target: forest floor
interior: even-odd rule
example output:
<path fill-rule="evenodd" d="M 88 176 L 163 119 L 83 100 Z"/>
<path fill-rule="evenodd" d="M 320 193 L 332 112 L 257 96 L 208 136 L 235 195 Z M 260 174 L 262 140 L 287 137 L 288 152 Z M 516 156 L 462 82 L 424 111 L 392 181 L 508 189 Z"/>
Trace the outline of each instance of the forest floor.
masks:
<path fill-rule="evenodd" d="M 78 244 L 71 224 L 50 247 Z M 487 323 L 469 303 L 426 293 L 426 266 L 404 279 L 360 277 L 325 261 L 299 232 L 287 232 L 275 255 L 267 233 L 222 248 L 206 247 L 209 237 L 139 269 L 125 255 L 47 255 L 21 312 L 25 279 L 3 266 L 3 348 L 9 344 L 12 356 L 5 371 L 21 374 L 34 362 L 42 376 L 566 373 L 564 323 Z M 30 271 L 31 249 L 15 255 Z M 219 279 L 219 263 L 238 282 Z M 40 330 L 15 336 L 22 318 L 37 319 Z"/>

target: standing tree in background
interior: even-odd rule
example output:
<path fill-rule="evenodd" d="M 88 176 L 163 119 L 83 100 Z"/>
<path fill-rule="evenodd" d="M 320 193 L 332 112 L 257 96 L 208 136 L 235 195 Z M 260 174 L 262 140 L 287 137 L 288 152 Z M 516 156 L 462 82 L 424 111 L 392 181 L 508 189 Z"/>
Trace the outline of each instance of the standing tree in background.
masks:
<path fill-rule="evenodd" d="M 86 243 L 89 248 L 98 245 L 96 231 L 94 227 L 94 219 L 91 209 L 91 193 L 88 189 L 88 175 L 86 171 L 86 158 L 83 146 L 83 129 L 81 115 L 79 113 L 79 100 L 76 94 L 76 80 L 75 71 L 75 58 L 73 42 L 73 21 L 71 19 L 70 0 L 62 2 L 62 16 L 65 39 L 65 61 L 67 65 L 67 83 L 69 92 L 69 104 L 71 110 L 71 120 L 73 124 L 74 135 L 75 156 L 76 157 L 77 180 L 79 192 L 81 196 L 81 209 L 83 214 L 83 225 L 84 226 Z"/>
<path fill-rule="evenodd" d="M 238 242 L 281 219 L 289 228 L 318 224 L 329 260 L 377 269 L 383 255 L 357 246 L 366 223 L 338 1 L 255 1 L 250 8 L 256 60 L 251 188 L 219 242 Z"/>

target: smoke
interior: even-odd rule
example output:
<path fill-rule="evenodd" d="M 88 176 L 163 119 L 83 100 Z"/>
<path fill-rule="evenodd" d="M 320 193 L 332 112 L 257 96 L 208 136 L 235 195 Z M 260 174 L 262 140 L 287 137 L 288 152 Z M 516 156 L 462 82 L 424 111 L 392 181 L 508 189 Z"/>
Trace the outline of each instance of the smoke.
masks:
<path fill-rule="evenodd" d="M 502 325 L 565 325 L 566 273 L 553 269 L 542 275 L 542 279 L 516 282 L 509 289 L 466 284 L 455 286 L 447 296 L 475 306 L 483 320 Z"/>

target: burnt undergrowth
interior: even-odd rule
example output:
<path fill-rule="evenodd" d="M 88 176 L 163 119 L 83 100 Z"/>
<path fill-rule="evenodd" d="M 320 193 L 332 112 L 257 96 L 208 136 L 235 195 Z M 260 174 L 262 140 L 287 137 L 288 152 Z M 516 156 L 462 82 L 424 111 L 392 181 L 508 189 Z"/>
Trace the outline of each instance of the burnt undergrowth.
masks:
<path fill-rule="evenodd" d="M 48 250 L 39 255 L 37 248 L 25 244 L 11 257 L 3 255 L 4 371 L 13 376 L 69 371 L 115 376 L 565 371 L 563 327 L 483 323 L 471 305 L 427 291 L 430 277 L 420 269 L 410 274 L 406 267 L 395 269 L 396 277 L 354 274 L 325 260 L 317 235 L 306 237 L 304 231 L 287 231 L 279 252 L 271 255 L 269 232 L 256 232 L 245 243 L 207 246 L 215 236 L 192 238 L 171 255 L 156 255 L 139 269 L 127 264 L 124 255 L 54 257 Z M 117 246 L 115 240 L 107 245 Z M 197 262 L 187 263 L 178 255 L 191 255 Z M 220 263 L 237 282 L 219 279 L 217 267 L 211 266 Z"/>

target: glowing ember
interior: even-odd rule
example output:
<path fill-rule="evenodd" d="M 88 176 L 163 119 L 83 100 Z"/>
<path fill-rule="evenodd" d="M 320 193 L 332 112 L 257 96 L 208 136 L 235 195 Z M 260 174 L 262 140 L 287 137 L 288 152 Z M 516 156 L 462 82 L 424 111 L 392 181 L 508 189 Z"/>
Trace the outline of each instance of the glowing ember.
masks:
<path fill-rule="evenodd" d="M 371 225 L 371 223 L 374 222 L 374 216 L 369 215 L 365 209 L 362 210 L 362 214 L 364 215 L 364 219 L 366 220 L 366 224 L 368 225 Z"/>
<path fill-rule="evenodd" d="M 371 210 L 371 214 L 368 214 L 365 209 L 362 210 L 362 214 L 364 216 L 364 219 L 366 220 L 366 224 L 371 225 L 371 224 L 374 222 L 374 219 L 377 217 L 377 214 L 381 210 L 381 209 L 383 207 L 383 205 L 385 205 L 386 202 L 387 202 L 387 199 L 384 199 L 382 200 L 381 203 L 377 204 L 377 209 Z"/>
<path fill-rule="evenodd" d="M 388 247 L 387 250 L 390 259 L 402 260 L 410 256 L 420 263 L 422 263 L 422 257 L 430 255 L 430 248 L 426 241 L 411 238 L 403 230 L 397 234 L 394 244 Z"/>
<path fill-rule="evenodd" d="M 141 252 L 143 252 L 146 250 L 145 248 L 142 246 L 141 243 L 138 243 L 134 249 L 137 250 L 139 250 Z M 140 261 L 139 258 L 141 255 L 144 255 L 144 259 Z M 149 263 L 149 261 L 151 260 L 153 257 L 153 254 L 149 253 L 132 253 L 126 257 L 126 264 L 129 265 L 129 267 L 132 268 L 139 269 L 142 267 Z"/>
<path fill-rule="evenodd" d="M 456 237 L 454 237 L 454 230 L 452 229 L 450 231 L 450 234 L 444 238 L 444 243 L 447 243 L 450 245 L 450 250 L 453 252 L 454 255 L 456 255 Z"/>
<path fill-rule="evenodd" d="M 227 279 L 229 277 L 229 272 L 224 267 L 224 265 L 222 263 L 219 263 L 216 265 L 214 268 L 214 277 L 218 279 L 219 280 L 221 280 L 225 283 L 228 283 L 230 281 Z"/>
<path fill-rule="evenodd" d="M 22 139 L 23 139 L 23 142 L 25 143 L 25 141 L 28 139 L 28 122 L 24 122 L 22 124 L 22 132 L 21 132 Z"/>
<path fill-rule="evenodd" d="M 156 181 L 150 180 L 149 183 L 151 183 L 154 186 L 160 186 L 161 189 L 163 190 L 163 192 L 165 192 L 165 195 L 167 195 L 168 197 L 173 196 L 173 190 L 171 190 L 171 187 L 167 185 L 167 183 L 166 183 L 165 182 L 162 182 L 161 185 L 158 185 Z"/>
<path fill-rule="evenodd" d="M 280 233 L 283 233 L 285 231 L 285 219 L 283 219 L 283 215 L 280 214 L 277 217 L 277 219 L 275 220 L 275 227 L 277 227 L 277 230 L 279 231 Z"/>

Instruction: Rewrite the items above, switching every "outline" to "boundary" and leaving all other text unchanged.

Exercise answer:
target: forest floor
interior: even-odd rule
example output:
<path fill-rule="evenodd" d="M 88 176 L 163 119 L 83 100 Z"/>
<path fill-rule="evenodd" d="M 320 193 L 332 112 L 257 96 L 208 136 L 235 195 Z M 260 174 L 262 140 L 287 137 L 288 152 Z M 516 156 L 462 82 L 424 111 L 392 181 L 508 189 Z"/>
Trace the boundary of each instance of the forest floor.
masks:
<path fill-rule="evenodd" d="M 78 244 L 71 224 L 50 247 Z M 487 323 L 469 303 L 426 293 L 426 266 L 404 279 L 360 277 L 325 261 L 299 232 L 287 232 L 275 255 L 267 233 L 222 248 L 206 247 L 209 237 L 139 269 L 125 255 L 47 255 L 21 312 L 25 279 L 3 266 L 3 348 L 9 344 L 12 356 L 5 371 L 21 374 L 34 362 L 42 376 L 566 373 L 564 323 Z M 30 271 L 31 249 L 15 255 Z M 219 279 L 219 263 L 238 282 Z M 40 330 L 15 336 L 22 318 L 37 319 Z"/>

target: standing tree in background
interior: even-odd rule
example output:
<path fill-rule="evenodd" d="M 88 176 L 163 119 L 83 100 Z"/>
<path fill-rule="evenodd" d="M 320 193 L 332 112 L 257 96 L 208 136 L 235 195 Z M 260 174 L 262 140 L 287 137 L 288 152 Z M 516 156 L 462 82 L 424 111 L 392 181 L 508 189 Z"/>
Trace the boundary of each instance of the standing tree in background.
masks:
<path fill-rule="evenodd" d="M 86 243 L 89 248 L 98 245 L 96 231 L 94 227 L 94 219 L 91 209 L 91 193 L 88 189 L 88 175 L 86 171 L 86 158 L 83 146 L 83 129 L 81 115 L 79 113 L 79 100 L 76 94 L 76 80 L 75 71 L 75 58 L 73 42 L 73 21 L 71 19 L 70 0 L 62 2 L 62 16 L 65 39 L 65 61 L 67 65 L 67 83 L 69 92 L 69 104 L 71 110 L 71 120 L 73 124 L 74 135 L 75 156 L 76 157 L 77 180 L 79 192 L 81 196 L 81 209 L 83 214 L 83 225 L 84 226 Z"/>
<path fill-rule="evenodd" d="M 238 242 L 281 219 L 289 228 L 318 224 L 329 260 L 377 269 L 383 255 L 357 246 L 366 223 L 338 1 L 255 1 L 250 8 L 256 60 L 251 188 L 219 242 Z"/>

target: smoke
interior: even-odd rule
example output:
<path fill-rule="evenodd" d="M 88 176 L 163 119 L 83 100 Z"/>
<path fill-rule="evenodd" d="M 320 193 L 332 112 L 257 96 L 208 136 L 235 195 Z M 260 174 L 262 140 L 287 137 L 288 152 Z M 516 156 L 462 82 L 424 111 L 392 181 L 508 189 Z"/>
Trace the boundary of each instance of the smoke.
masks:
<path fill-rule="evenodd" d="M 502 325 L 565 325 L 566 273 L 553 269 L 542 275 L 542 279 L 516 282 L 509 289 L 466 284 L 455 286 L 447 296 L 475 306 L 483 320 Z"/>

target: burnt undergrowth
interior: even-odd rule
example output:
<path fill-rule="evenodd" d="M 88 176 L 163 119 L 83 100 Z"/>
<path fill-rule="evenodd" d="M 320 193 L 332 112 L 257 96 L 208 136 L 235 195 Z M 260 174 L 262 140 L 287 137 L 288 152 Z M 516 156 L 462 82 L 424 111 L 392 181 L 508 189 Z"/>
Trace the boundary of each instance of the burnt undergrowth.
masks:
<path fill-rule="evenodd" d="M 48 250 L 39 255 L 37 248 L 25 244 L 11 257 L 3 255 L 4 371 L 13 376 L 69 371 L 115 376 L 565 371 L 563 327 L 483 323 L 471 305 L 427 291 L 430 277 L 420 269 L 410 274 L 406 267 L 395 269 L 396 277 L 354 274 L 325 260 L 317 235 L 306 237 L 304 231 L 287 231 L 279 252 L 271 255 L 269 232 L 256 232 L 245 243 L 207 246 L 215 236 L 192 238 L 171 255 L 156 255 L 139 269 L 127 264 L 124 255 L 54 257 Z M 117 246 L 115 240 L 107 245 Z M 197 262 L 187 263 L 178 255 L 191 255 Z M 220 263 L 237 282 L 219 279 L 217 267 L 211 266 Z"/>

target: glowing ember
interior: even-odd rule
example output:
<path fill-rule="evenodd" d="M 88 176 L 163 119 L 83 100 Z"/>
<path fill-rule="evenodd" d="M 320 193 L 332 112 L 257 96 L 208 136 L 235 195 Z M 260 174 L 262 140 L 287 137 L 288 152 Z M 516 156 L 462 82 L 424 111 L 392 181 L 508 189 Z"/>
Trace the boundary of each instance of the glowing ember.
masks:
<path fill-rule="evenodd" d="M 371 225 L 371 223 L 374 222 L 374 216 L 369 215 L 365 209 L 362 210 L 362 214 L 364 215 L 364 219 L 366 220 L 366 224 L 368 225 Z"/>
<path fill-rule="evenodd" d="M 371 210 L 371 214 L 368 214 L 365 209 L 362 210 L 362 214 L 364 216 L 364 219 L 366 220 L 366 224 L 371 225 L 371 224 L 374 222 L 374 219 L 377 217 L 377 214 L 381 210 L 381 209 L 383 207 L 383 205 L 385 205 L 386 202 L 387 202 L 387 199 L 384 199 L 382 200 L 381 203 L 377 204 L 377 209 Z"/>
<path fill-rule="evenodd" d="M 388 247 L 387 250 L 390 259 L 402 260 L 410 256 L 420 263 L 422 263 L 422 257 L 430 255 L 430 248 L 426 241 L 411 238 L 403 230 L 397 234 L 394 244 Z"/>
<path fill-rule="evenodd" d="M 141 252 L 143 252 L 146 250 L 145 248 L 142 246 L 141 243 L 138 243 L 134 249 L 137 250 L 139 250 Z M 140 261 L 139 258 L 141 255 L 144 255 L 144 259 Z M 149 263 L 149 261 L 151 260 L 153 257 L 153 254 L 149 253 L 132 253 L 126 257 L 126 264 L 129 265 L 129 267 L 132 268 L 139 269 L 142 267 Z"/>
<path fill-rule="evenodd" d="M 456 237 L 454 237 L 454 230 L 452 229 L 450 231 L 450 234 L 444 238 L 444 243 L 447 243 L 450 245 L 450 250 L 453 252 L 454 255 L 456 255 Z"/>
<path fill-rule="evenodd" d="M 227 279 L 229 277 L 229 272 L 224 267 L 224 265 L 222 263 L 219 263 L 216 265 L 214 268 L 214 277 L 218 279 L 219 280 L 221 280 L 225 283 L 228 283 L 230 281 Z"/>
<path fill-rule="evenodd" d="M 22 139 L 23 139 L 23 142 L 25 143 L 25 141 L 28 139 L 28 122 L 24 122 L 22 124 L 22 132 L 21 132 Z"/>
<path fill-rule="evenodd" d="M 156 181 L 150 180 L 149 183 L 151 183 L 154 186 L 160 186 L 161 189 L 163 190 L 163 192 L 165 192 L 165 195 L 167 195 L 168 197 L 173 196 L 173 190 L 171 190 L 171 187 L 167 185 L 167 183 L 166 183 L 165 182 L 162 182 L 161 185 L 158 185 Z"/>
<path fill-rule="evenodd" d="M 280 233 L 283 233 L 285 231 L 285 219 L 283 219 L 283 215 L 280 214 L 277 217 L 277 219 L 275 220 L 275 227 L 277 227 L 277 230 L 279 231 Z"/>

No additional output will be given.